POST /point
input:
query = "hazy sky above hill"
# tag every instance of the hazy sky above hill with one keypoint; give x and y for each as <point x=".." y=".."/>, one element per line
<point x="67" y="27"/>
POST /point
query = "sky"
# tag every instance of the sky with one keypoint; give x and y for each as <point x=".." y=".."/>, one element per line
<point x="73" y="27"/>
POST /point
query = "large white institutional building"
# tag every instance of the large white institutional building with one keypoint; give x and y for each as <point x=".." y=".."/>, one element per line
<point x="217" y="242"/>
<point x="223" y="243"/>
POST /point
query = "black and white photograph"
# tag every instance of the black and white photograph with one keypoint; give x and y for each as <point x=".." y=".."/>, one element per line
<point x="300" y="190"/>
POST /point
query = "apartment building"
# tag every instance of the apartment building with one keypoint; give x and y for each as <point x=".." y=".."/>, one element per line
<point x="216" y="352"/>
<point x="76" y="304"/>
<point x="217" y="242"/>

########

**Directions**.
Please repeat all the entries above, substituting "marker" for every occurrence of "keypoint" and leaving everything else unchanged.

**Answer to this exercise**.
POST /point
input:
query = "hazy sky above hill"
# tag every instance of the hazy sky above hill with one marker; give x and y for each as <point x=".." y=".."/>, one element per line
<point x="67" y="27"/>
POST /point
query = "sky"
# tag every instance of the sky with one marker; give x and y for each as <point x=".." y=".."/>, one element per line
<point x="73" y="27"/>
POST /point
query = "large white institutional building"
# tag every instance of the large white institutional building with one marker; give x and y for each as <point x=".." y=".."/>, one element per line
<point x="217" y="242"/>
<point x="223" y="243"/>
POST /point
query = "black and white photograph"
# tag every instance of the black and white photograph with one marker; give x and y for each as <point x=".." y=".."/>, one element per line
<point x="300" y="190"/>
POST /point
query = "apartment building"
# tag every instance of the apartment building with one marker; give x and y for each as <point x=".." y=".."/>, one element per line
<point x="216" y="352"/>
<point x="76" y="304"/>
<point x="217" y="242"/>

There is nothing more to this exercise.